Task brief:
Return exactly the lines of the entries that start at the line containing "Q: Point out each instance of the red painted" and continue to the last line. Omit the pictures.

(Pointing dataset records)
.....

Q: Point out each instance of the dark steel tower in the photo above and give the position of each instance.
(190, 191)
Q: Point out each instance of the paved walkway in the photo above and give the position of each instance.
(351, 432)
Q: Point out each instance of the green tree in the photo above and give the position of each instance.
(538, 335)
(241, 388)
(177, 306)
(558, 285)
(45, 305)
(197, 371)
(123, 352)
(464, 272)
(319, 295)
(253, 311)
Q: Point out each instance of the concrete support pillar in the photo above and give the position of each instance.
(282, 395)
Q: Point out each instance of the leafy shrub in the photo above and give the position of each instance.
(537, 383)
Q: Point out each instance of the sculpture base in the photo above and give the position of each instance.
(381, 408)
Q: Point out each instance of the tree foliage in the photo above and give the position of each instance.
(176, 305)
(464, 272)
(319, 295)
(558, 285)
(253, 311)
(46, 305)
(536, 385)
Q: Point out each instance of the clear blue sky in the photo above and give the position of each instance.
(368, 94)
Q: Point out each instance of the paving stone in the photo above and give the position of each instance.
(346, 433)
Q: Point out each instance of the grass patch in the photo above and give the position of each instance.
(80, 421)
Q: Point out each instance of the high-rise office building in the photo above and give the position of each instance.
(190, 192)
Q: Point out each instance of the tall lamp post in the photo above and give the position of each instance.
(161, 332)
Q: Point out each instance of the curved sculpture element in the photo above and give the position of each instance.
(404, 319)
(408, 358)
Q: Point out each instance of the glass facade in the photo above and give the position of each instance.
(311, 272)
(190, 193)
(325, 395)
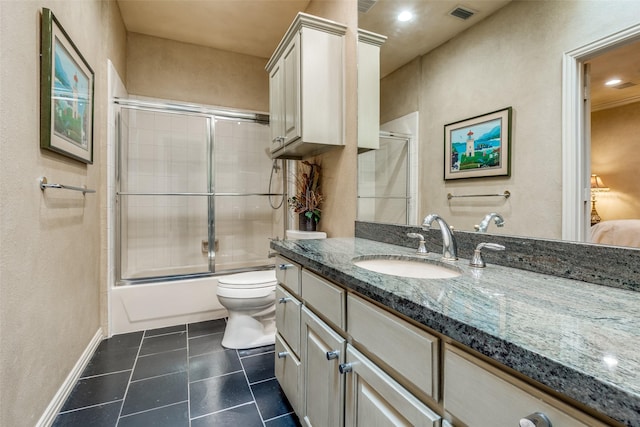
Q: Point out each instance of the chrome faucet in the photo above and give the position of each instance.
(422, 250)
(449, 247)
(497, 218)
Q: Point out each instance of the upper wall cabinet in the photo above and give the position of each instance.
(369, 90)
(306, 88)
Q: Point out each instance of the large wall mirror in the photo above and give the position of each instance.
(455, 60)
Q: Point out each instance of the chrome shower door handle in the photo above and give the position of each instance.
(537, 419)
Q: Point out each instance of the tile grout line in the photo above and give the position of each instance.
(133, 368)
(151, 409)
(225, 409)
(188, 380)
(82, 408)
(246, 378)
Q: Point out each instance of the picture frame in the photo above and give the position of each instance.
(478, 147)
(66, 94)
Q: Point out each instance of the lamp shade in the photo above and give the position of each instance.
(597, 184)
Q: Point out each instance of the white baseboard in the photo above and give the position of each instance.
(49, 415)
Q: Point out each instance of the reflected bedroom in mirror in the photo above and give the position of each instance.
(446, 61)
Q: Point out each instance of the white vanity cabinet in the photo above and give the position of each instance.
(373, 398)
(404, 349)
(306, 88)
(287, 346)
(480, 395)
(323, 352)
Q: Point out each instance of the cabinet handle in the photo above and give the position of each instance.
(345, 368)
(333, 354)
(537, 419)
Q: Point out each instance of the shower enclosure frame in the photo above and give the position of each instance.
(211, 115)
(408, 197)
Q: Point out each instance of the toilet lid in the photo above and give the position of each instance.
(251, 279)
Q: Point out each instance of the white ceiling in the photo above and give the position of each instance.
(622, 63)
(255, 27)
(430, 27)
(251, 27)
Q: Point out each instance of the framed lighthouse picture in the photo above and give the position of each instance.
(478, 147)
(66, 94)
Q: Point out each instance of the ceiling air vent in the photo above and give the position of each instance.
(624, 85)
(462, 13)
(365, 5)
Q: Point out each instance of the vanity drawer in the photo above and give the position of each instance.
(288, 274)
(478, 394)
(409, 351)
(287, 369)
(326, 298)
(288, 318)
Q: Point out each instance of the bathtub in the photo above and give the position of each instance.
(156, 305)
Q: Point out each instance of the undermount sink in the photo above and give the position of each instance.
(407, 267)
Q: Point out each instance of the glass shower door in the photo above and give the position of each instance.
(164, 194)
(383, 182)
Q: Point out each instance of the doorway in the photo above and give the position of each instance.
(576, 136)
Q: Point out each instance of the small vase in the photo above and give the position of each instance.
(306, 224)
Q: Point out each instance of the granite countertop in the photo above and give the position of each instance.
(577, 338)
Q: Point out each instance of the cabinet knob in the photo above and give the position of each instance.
(537, 419)
(334, 354)
(345, 368)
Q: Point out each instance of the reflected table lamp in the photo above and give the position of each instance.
(597, 186)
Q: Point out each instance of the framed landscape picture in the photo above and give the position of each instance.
(66, 94)
(478, 147)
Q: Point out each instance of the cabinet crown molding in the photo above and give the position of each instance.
(304, 20)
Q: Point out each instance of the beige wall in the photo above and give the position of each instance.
(615, 157)
(168, 69)
(339, 166)
(494, 65)
(51, 251)
(399, 92)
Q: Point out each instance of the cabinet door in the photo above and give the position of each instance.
(291, 89)
(323, 397)
(288, 318)
(276, 107)
(287, 370)
(372, 398)
(411, 352)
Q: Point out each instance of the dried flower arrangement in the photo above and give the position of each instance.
(308, 197)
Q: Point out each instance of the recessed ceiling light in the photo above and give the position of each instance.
(405, 16)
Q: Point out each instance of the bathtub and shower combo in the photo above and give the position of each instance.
(197, 198)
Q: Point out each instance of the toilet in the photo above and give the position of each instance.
(250, 300)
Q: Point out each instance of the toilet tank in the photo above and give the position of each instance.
(302, 235)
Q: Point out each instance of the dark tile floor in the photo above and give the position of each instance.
(174, 377)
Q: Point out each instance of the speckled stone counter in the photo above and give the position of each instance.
(577, 338)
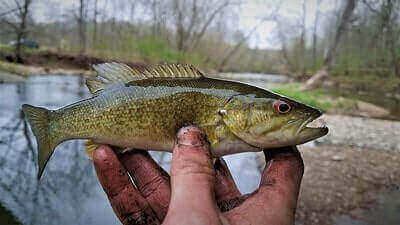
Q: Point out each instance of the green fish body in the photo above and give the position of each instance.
(143, 108)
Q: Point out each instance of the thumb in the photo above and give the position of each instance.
(192, 178)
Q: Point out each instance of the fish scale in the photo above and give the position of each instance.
(143, 108)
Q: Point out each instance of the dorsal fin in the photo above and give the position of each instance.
(112, 73)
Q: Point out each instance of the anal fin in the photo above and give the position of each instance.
(90, 148)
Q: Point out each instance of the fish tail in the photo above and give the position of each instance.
(39, 119)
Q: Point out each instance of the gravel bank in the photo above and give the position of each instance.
(383, 135)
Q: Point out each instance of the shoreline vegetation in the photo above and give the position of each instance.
(50, 63)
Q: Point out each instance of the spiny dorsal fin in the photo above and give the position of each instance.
(111, 73)
(90, 148)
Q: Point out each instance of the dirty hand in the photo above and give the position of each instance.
(197, 192)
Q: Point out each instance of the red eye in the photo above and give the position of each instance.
(281, 106)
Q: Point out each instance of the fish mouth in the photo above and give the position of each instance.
(307, 133)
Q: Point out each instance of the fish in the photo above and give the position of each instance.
(144, 107)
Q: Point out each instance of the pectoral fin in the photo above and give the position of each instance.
(90, 148)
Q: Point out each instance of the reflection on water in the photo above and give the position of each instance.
(68, 192)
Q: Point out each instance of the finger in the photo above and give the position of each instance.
(226, 192)
(276, 199)
(192, 180)
(150, 179)
(126, 201)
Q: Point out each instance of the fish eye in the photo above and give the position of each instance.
(281, 106)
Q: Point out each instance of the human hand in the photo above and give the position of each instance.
(197, 192)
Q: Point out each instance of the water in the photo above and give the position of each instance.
(68, 192)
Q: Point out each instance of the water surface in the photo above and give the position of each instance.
(68, 192)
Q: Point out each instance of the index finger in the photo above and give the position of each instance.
(128, 204)
(276, 199)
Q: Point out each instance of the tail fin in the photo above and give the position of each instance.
(39, 120)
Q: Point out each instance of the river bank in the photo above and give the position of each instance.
(352, 175)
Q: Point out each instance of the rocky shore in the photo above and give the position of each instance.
(352, 176)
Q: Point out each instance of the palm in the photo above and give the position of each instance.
(149, 203)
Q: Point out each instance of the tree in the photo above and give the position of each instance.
(314, 41)
(16, 18)
(81, 19)
(192, 19)
(322, 74)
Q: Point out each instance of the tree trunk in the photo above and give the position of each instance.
(94, 40)
(314, 43)
(391, 37)
(303, 41)
(323, 73)
(82, 27)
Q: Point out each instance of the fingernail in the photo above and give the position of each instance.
(191, 136)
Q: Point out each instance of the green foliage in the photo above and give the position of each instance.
(153, 49)
(316, 98)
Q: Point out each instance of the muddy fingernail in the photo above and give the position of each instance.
(191, 136)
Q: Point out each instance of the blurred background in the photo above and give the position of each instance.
(342, 56)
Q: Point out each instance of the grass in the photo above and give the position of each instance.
(316, 98)
(153, 49)
(14, 68)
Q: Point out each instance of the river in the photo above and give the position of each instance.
(68, 192)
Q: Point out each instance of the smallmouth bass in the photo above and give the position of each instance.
(144, 107)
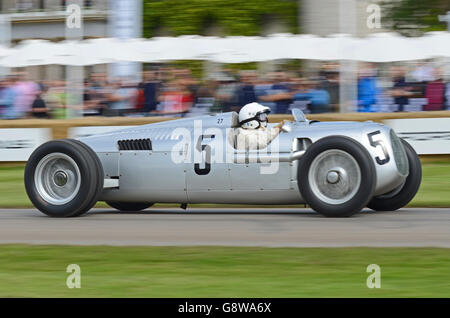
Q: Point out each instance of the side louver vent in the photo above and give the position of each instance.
(135, 144)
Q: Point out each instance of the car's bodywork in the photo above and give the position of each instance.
(193, 160)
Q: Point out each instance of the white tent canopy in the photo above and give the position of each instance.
(380, 47)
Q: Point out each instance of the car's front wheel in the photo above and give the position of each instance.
(336, 176)
(63, 178)
(402, 195)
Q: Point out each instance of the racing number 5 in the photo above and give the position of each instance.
(376, 143)
(207, 149)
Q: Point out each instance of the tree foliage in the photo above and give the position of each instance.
(413, 17)
(234, 17)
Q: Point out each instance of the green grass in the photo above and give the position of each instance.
(434, 191)
(40, 271)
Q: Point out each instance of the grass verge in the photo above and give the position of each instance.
(106, 271)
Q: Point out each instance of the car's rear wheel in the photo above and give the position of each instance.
(336, 176)
(129, 206)
(63, 178)
(403, 194)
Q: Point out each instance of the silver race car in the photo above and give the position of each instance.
(337, 168)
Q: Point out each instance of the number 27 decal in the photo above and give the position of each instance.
(379, 143)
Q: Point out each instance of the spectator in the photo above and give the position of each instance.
(367, 90)
(401, 89)
(447, 96)
(151, 88)
(318, 97)
(8, 98)
(225, 96)
(26, 93)
(245, 93)
(435, 93)
(279, 93)
(39, 108)
(331, 86)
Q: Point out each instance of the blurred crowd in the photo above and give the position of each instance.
(167, 91)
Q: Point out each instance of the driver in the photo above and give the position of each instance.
(253, 132)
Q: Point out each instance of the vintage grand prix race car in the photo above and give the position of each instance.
(337, 168)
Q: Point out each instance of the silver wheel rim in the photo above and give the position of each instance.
(57, 178)
(334, 176)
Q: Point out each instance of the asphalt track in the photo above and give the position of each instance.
(230, 227)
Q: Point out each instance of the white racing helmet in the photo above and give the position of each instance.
(253, 116)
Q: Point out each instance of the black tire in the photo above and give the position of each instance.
(90, 178)
(354, 200)
(100, 175)
(129, 206)
(400, 197)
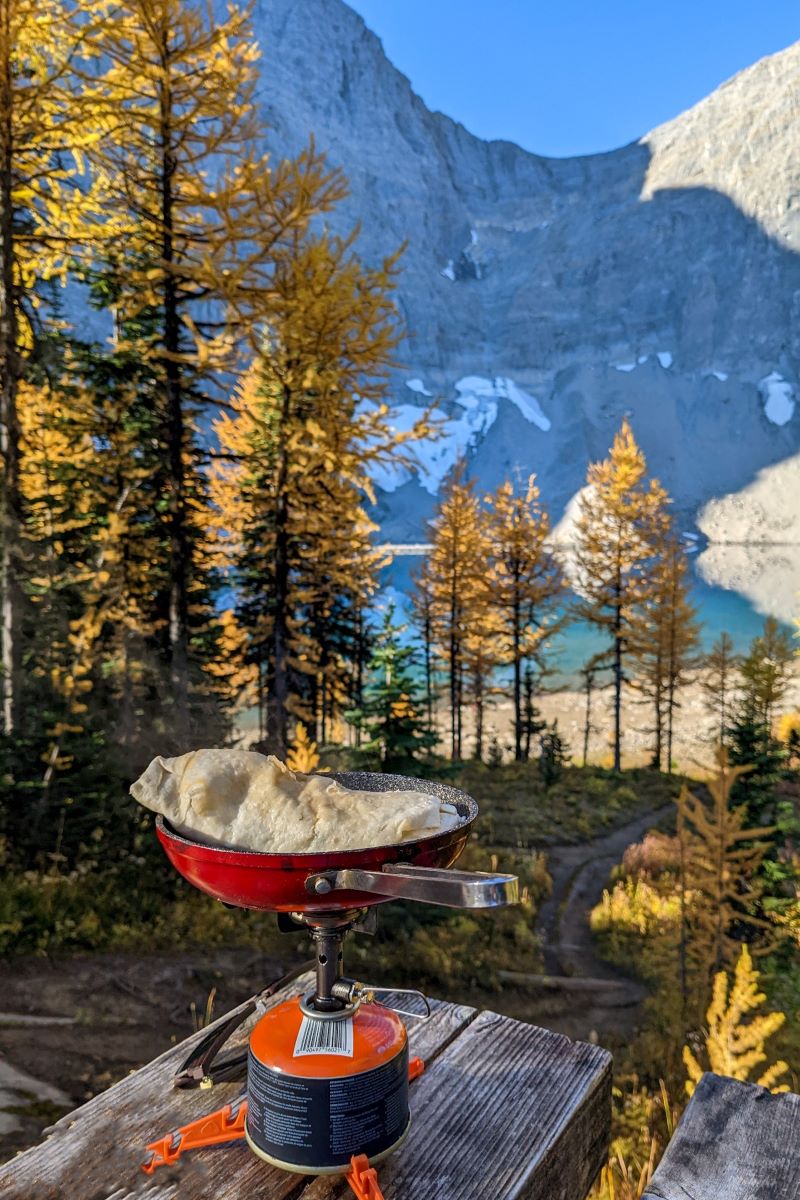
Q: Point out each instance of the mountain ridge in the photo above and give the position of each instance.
(657, 281)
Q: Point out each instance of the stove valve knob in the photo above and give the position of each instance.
(349, 990)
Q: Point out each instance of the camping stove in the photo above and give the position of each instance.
(328, 1072)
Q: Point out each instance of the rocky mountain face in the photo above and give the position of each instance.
(547, 298)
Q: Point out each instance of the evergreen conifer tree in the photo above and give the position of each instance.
(392, 715)
(554, 755)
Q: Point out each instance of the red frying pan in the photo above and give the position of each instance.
(346, 879)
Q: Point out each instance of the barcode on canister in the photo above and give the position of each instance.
(325, 1036)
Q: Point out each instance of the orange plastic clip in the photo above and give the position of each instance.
(364, 1179)
(415, 1068)
(224, 1125)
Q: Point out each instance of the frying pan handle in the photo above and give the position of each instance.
(429, 885)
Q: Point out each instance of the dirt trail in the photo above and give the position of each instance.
(582, 996)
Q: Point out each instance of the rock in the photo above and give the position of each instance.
(660, 281)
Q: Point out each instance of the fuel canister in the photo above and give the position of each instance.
(323, 1087)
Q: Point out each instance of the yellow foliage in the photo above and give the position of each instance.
(721, 858)
(299, 441)
(302, 756)
(635, 906)
(788, 729)
(619, 521)
(735, 1037)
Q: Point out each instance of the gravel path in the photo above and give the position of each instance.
(582, 996)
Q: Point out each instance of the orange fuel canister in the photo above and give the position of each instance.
(323, 1087)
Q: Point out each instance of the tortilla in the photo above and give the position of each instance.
(247, 801)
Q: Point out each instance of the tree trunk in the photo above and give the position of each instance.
(517, 681)
(657, 713)
(479, 715)
(174, 425)
(10, 365)
(277, 703)
(428, 667)
(618, 673)
(587, 726)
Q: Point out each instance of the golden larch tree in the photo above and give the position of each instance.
(720, 880)
(46, 205)
(193, 216)
(525, 586)
(296, 450)
(720, 682)
(665, 636)
(456, 574)
(737, 1031)
(619, 513)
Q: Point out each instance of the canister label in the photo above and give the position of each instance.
(322, 1122)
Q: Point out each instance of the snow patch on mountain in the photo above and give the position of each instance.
(768, 576)
(476, 389)
(477, 399)
(761, 513)
(433, 459)
(779, 399)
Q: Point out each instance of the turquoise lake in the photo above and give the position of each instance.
(720, 609)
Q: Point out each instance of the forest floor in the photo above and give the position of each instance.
(581, 995)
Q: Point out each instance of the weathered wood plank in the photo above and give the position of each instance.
(735, 1141)
(507, 1111)
(94, 1153)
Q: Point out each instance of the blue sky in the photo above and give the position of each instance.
(565, 77)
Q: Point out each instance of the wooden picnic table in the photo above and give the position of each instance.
(503, 1111)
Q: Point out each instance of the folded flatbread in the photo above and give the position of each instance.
(251, 802)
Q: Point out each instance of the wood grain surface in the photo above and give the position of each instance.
(503, 1110)
(735, 1141)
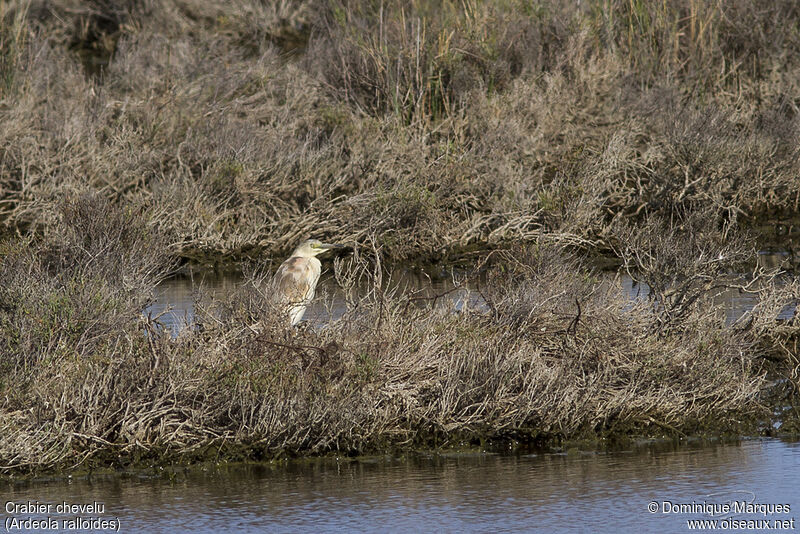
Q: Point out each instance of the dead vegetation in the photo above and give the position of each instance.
(437, 126)
(136, 134)
(556, 353)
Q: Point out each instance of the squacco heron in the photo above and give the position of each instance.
(297, 278)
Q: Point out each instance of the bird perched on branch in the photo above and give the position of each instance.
(297, 278)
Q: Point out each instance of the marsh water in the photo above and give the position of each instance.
(571, 491)
(175, 299)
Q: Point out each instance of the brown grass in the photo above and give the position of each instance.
(435, 126)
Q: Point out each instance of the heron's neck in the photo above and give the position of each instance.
(300, 253)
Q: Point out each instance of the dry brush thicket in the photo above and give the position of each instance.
(136, 135)
(556, 353)
(437, 126)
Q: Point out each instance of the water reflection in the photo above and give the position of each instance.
(592, 492)
(175, 298)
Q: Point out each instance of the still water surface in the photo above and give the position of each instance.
(174, 303)
(575, 492)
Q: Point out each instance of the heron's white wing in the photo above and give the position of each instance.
(295, 280)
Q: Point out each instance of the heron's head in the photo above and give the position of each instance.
(313, 247)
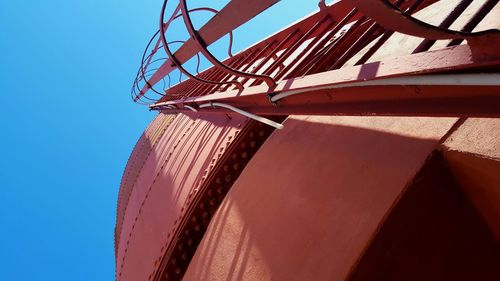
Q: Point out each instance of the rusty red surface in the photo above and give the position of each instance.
(209, 194)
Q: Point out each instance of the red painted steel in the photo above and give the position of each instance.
(345, 59)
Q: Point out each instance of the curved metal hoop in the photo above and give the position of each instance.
(175, 61)
(204, 50)
(152, 54)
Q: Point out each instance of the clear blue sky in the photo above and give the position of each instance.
(68, 126)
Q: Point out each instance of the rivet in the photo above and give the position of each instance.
(220, 190)
(236, 166)
(253, 144)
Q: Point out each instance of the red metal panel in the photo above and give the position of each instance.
(171, 175)
(313, 197)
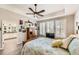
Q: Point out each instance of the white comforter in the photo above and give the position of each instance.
(42, 46)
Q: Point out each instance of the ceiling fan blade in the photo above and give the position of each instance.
(40, 14)
(30, 13)
(41, 11)
(31, 10)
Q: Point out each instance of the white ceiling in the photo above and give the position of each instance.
(49, 8)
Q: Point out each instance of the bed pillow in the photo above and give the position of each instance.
(57, 43)
(67, 41)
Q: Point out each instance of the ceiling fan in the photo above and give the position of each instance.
(35, 12)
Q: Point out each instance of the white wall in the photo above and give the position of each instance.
(9, 17)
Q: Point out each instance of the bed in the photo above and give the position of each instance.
(42, 46)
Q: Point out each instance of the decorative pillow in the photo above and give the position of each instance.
(57, 43)
(67, 41)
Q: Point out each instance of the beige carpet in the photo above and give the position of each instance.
(11, 47)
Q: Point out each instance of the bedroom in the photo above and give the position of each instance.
(26, 30)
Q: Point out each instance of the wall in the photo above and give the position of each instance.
(70, 25)
(9, 17)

.....

Correct result:
Q: Point out each instance of the red painted steel in the photo above and give the position of each instance.
(345, 59)
Q: Point out each instance of the curved metal hoop in the photo above and give the position of each instance.
(175, 61)
(204, 50)
(152, 54)
Q: Point out each instance of the clear blue sky in the photo above and give the position of each instance.
(68, 126)
Q: Point out each instance of the rivet in the photo above and give the position of each instance.
(220, 190)
(236, 166)
(253, 144)
Q: Point out each instance of the red metal panel in the photo above and give the position of each instance.
(171, 175)
(313, 197)
Q: Point out each instance of the white comforter in the photo above and give the position of each instance.
(42, 46)
Q: Point out each instance of the ceiling fan blade in the photo above and give the position of each instance.
(40, 14)
(30, 13)
(41, 11)
(31, 10)
Q: Point out each instance of the white ceiling in the photo above and give the position of each instance.
(49, 8)
Q: Point out each instance of the bed pillow in the photo above and give the position of each instance.
(57, 43)
(67, 41)
Q: Point out each instance of the ceiling fan in the photo above and give the position of each instance.
(35, 12)
Q: Point out each instance of the white wall in the photo above and give the position of each instance.
(9, 17)
Q: Point out each instance of the bed in the photo above and give the position of each instance.
(42, 46)
Q: Point out each instance of the decorative pillow in the photo above and give the position of each instance.
(57, 43)
(67, 41)
Q: Point out each instance of the beige carpet in the photo above and give the position of each instance.
(11, 47)
Q: Point out each instance of the bedroom in the photo above and give the position of each instance.
(26, 30)
Q: Point out each instance of the wall in the photo above and give the position of each instance.
(70, 25)
(9, 17)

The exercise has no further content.